Work task
Nothing in the records should be altered; retype them all exactly.

Material for the task
■ ■ ■ ■ ■ ■ ■
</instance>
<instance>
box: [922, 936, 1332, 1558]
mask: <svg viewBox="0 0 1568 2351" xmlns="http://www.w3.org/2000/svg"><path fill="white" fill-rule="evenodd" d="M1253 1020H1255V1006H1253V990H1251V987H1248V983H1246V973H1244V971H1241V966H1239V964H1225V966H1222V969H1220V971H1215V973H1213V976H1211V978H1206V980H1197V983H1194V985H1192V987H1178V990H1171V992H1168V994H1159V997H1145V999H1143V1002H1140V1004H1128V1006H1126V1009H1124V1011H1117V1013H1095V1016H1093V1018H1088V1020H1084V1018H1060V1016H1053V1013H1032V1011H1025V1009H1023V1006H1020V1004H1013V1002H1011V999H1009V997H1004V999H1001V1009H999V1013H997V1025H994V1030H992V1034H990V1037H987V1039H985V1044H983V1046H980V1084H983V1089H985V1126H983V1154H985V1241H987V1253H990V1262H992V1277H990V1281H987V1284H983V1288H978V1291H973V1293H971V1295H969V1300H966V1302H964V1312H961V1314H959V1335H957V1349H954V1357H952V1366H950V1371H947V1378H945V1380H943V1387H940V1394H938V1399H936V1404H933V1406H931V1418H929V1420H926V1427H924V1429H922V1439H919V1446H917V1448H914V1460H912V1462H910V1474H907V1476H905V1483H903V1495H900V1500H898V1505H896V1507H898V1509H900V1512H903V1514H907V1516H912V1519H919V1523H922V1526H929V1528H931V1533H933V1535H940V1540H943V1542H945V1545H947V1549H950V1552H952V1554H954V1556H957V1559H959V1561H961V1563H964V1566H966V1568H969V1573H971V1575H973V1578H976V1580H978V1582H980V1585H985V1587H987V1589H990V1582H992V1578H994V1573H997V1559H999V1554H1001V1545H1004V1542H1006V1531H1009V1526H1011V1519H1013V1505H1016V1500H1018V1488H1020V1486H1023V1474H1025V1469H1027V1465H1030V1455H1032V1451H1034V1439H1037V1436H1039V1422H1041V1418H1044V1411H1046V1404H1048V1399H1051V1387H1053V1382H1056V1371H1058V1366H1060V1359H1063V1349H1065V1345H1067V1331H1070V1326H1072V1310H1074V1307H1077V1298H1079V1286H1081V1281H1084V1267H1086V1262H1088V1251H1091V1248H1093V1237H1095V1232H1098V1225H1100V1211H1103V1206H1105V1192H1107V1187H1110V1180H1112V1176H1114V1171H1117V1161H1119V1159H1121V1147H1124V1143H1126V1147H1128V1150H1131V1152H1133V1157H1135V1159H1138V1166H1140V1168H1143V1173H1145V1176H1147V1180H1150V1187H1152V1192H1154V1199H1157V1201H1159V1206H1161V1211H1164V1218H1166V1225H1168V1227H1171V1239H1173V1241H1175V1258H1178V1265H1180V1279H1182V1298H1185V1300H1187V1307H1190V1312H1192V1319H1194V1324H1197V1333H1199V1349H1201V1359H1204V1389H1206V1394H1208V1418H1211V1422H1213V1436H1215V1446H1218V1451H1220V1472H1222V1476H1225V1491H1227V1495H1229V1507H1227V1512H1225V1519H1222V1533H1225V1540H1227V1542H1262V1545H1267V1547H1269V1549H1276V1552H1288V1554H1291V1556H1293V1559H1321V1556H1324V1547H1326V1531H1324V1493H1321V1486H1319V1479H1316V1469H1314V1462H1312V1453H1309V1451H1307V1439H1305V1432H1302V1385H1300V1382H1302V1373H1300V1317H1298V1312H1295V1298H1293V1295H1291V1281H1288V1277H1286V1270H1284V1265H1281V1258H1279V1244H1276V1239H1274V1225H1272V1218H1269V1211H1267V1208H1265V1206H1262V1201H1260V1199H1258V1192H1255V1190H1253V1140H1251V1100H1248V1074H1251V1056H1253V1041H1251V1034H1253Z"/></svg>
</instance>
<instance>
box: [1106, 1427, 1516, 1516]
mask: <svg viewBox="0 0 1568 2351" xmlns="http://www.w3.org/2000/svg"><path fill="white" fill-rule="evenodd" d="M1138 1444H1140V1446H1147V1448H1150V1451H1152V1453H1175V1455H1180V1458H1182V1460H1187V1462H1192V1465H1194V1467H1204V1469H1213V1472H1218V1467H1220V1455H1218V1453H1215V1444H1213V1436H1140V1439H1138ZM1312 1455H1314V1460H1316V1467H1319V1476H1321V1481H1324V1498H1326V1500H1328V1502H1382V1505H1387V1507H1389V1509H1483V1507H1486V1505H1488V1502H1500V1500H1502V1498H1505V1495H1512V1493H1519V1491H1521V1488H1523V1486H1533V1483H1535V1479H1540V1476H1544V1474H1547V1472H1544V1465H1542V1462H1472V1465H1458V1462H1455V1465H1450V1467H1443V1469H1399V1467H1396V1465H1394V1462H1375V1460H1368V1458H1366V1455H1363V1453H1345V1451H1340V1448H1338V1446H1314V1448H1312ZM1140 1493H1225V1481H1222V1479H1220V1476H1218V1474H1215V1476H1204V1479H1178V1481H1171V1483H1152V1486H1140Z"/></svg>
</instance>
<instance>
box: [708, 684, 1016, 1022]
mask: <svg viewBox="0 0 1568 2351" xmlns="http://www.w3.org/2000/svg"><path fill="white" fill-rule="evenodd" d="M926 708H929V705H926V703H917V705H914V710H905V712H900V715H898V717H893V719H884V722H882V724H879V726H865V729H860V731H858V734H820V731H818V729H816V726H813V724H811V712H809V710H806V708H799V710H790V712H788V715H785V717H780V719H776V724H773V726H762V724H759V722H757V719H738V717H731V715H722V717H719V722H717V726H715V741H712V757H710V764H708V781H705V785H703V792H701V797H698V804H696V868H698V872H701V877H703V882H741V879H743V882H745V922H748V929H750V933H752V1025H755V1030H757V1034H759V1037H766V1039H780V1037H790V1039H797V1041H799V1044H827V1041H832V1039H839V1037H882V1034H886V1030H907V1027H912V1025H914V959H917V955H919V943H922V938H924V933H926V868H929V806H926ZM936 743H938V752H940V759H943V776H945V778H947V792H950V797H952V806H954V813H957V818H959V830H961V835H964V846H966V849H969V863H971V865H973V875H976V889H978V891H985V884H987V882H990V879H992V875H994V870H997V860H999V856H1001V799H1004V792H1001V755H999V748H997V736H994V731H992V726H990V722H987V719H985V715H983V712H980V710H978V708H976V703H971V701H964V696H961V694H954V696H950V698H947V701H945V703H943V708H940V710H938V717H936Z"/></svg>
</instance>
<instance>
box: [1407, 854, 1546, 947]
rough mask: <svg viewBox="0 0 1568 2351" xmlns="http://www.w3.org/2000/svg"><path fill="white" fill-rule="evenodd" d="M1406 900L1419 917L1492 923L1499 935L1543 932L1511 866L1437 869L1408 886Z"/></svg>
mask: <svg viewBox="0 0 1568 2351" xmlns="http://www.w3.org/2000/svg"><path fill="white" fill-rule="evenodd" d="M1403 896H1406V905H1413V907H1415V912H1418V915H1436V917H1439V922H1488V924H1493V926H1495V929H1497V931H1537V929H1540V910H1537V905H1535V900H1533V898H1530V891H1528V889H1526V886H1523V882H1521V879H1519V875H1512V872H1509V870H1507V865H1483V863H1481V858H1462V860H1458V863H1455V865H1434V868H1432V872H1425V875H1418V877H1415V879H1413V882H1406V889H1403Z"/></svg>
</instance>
■ ■ ■ ■ ■ ■ ■
Answer below
</instance>
<instance>
box: [922, 936, 1332, 1558]
mask: <svg viewBox="0 0 1568 2351" xmlns="http://www.w3.org/2000/svg"><path fill="white" fill-rule="evenodd" d="M1253 1020H1255V1006H1253V990H1251V987H1248V983H1246V973H1244V971H1241V966H1239V964H1225V966H1222V969H1220V971H1215V973H1213V976H1211V978H1206V980H1197V983H1194V985H1192V987H1178V990H1171V992H1168V994H1159V997H1145V999H1143V1002H1140V1004H1128V1006H1126V1009H1124V1011H1117V1013H1095V1016H1093V1018H1088V1020H1084V1018H1060V1016H1053V1013H1032V1011H1025V1009H1023V1006H1020V1004H1013V1002H1011V999H1009V997H1004V999H1001V1009H999V1013H997V1025H994V1030H992V1034H990V1037H987V1039H985V1044H983V1046H980V1084H983V1089H985V1126H983V1154H985V1241H987V1253H990V1262H992V1277H990V1281H987V1284H983V1288H978V1291H973V1293H971V1295H969V1300H966V1302H964V1312H961V1314H959V1335H957V1349H954V1357H952V1366H950V1371H947V1378H945V1380H943V1387H940V1394H938V1399H936V1404H933V1406H931V1418H929V1420H926V1427H924V1429H922V1439H919V1446H917V1448H914V1460H912V1462H910V1474H907V1476H905V1483H903V1495H900V1500H898V1505H896V1507H898V1509H900V1512H903V1514H907V1516H912V1519H919V1523H922V1526H929V1528H931V1533H933V1535H940V1540H943V1542H945V1545H947V1549H950V1552H952V1554H954V1556H957V1559H959V1561H961V1563H964V1566H966V1568H969V1573H971V1575H973V1578H976V1580H978V1582H980V1585H985V1587H987V1589H990V1582H992V1578H994V1573H997V1559H999V1554H1001V1545H1004V1542H1006V1531H1009V1526H1011V1519H1013V1505H1016V1500H1018V1488H1020V1486H1023V1474H1025V1469H1027V1465H1030V1455H1032V1451H1034V1439H1037V1436H1039V1422H1041V1418H1044V1411H1046V1404H1048V1399H1051V1387H1053V1382H1056V1371H1058V1366H1060V1359H1063V1349H1065V1345H1067V1331H1070V1326H1072V1310H1074V1307H1077V1298H1079V1286H1081V1281H1084V1267H1086V1262H1088V1251H1091V1248H1093V1237H1095V1232H1098V1225H1100V1211H1103V1206H1105V1192H1107V1187H1110V1180H1112V1176H1114V1171H1117V1161H1119V1159H1121V1147H1124V1143H1126V1147H1128V1150H1131V1152H1133V1157H1135V1159H1138V1166H1140V1168H1143V1173H1145V1176H1147V1180H1150V1187H1152V1192H1154V1199H1157V1201H1159V1206H1161V1211H1164V1218H1166V1225H1168V1227H1171V1239H1173V1241H1175V1258H1178V1265H1180V1279H1182V1298H1185V1300H1187V1307H1190V1312H1192V1319H1194V1324H1197V1333H1199V1349H1201V1359H1204V1389H1206V1394H1208V1418H1211V1422H1213V1436H1215V1446H1218V1451H1220V1472H1222V1476H1225V1491H1227V1495H1229V1507H1227V1512H1225V1519H1222V1533H1225V1540H1227V1542H1262V1545H1267V1547H1269V1549H1276V1552H1288V1554H1291V1556H1293V1559H1321V1556H1324V1547H1326V1531H1324V1493H1321V1486H1319V1479H1316V1469H1314V1462H1312V1453H1309V1451H1307V1439H1305V1432H1302V1385H1300V1382H1302V1373H1300V1317H1298V1312H1295V1298H1293V1295H1291V1281H1288V1277H1286V1270H1284V1265H1281V1258H1279V1244H1276V1239H1274V1225H1272V1218H1269V1211H1267V1208H1265V1206H1262V1201H1260V1199H1258V1192H1255V1190H1253V1140H1251V1100H1248V1074H1251V1056H1253V1041H1251V1034H1253Z"/></svg>
</instance>
<instance>
box: [1106, 1427, 1516, 1516]
mask: <svg viewBox="0 0 1568 2351" xmlns="http://www.w3.org/2000/svg"><path fill="white" fill-rule="evenodd" d="M1138 1444H1140V1446H1147V1448H1150V1451H1152V1453H1175V1455H1180V1458H1182V1460H1187V1462H1192V1465H1194V1467H1204V1469H1213V1472H1218V1467H1220V1455H1218V1453H1215V1444H1213V1436H1140V1439H1138ZM1312 1455H1314V1460H1316V1467H1319V1476H1321V1481H1324V1498H1326V1500H1328V1502H1382V1505H1387V1507H1389V1509H1483V1507H1486V1505H1488V1502H1500V1500H1502V1498H1505V1495H1512V1493H1519V1491H1521V1488H1523V1486H1533V1483H1535V1479H1540V1476H1544V1474H1547V1472H1544V1465H1542V1462H1472V1465H1458V1462H1455V1465H1450V1467H1443V1469H1399V1467H1396V1465H1394V1462H1375V1460H1368V1458H1366V1455H1363V1453H1345V1451H1340V1448H1338V1446H1314V1448H1312ZM1140 1493H1225V1481H1222V1479H1220V1476H1218V1474H1215V1476H1204V1479H1178V1481H1171V1483H1152V1486H1140Z"/></svg>
</instance>
<instance>
box: [708, 684, 1016, 1022]
mask: <svg viewBox="0 0 1568 2351" xmlns="http://www.w3.org/2000/svg"><path fill="white" fill-rule="evenodd" d="M926 708H929V705H926V703H917V705H914V710H905V712H900V715H898V717H893V719H884V722H882V724H879V726H865V729H860V731H858V734H820V731H818V729H816V726H813V724H811V712H809V710H806V708H799V710H790V712H788V715H785V717H780V719H776V724H773V726H762V724H759V722H757V719H738V717H731V715H722V717H719V722H717V726H715V741H712V757H710V764H708V781H705V785H703V792H701V797H698V804H696V868H698V872H701V877H703V882H741V879H743V882H745V922H748V929H750V933H752V1025H755V1030H757V1034H759V1037H766V1039H780V1037H790V1039H797V1041H799V1044H827V1041H832V1039H839V1037H882V1034H886V1030H907V1027H912V1025H914V959H917V955H919V943H922V938H924V933H926V868H929V806H926ZM936 743H938V752H940V759H943V776H945V778H947V792H950V797H952V806H954V813H957V818H959V830H961V835H964V846H966V849H969V863H971V865H973V875H976V889H978V891H985V884H987V882H990V879H992V875H994V870H997V860H999V856H1001V799H1004V792H1001V755H999V748H997V736H994V731H992V726H990V722H987V719H985V715H983V712H980V710H978V708H976V703H971V701H964V696H961V694H954V696H950V698H947V701H945V703H943V708H940V710H938V717H936Z"/></svg>
</instance>
<instance>
box: [1407, 854, 1546, 947]
rough mask: <svg viewBox="0 0 1568 2351" xmlns="http://www.w3.org/2000/svg"><path fill="white" fill-rule="evenodd" d="M1406 900L1419 917L1492 923L1499 935L1543 932L1511 866L1437 869L1408 886Z"/></svg>
mask: <svg viewBox="0 0 1568 2351" xmlns="http://www.w3.org/2000/svg"><path fill="white" fill-rule="evenodd" d="M1403 896H1406V905H1413V907H1415V912H1418V915H1436V917H1439V922H1488V924H1493V926H1495V929H1497V931H1537V929H1540V910H1537V905H1535V900H1533V898H1530V891H1528V889H1526V886H1523V882H1521V879H1519V875H1512V872H1509V870H1507V865H1483V863H1481V858H1462V860H1458V863H1455V865H1434V868H1432V872H1425V875H1418V877H1415V879H1413V882H1406V889H1403Z"/></svg>
</instance>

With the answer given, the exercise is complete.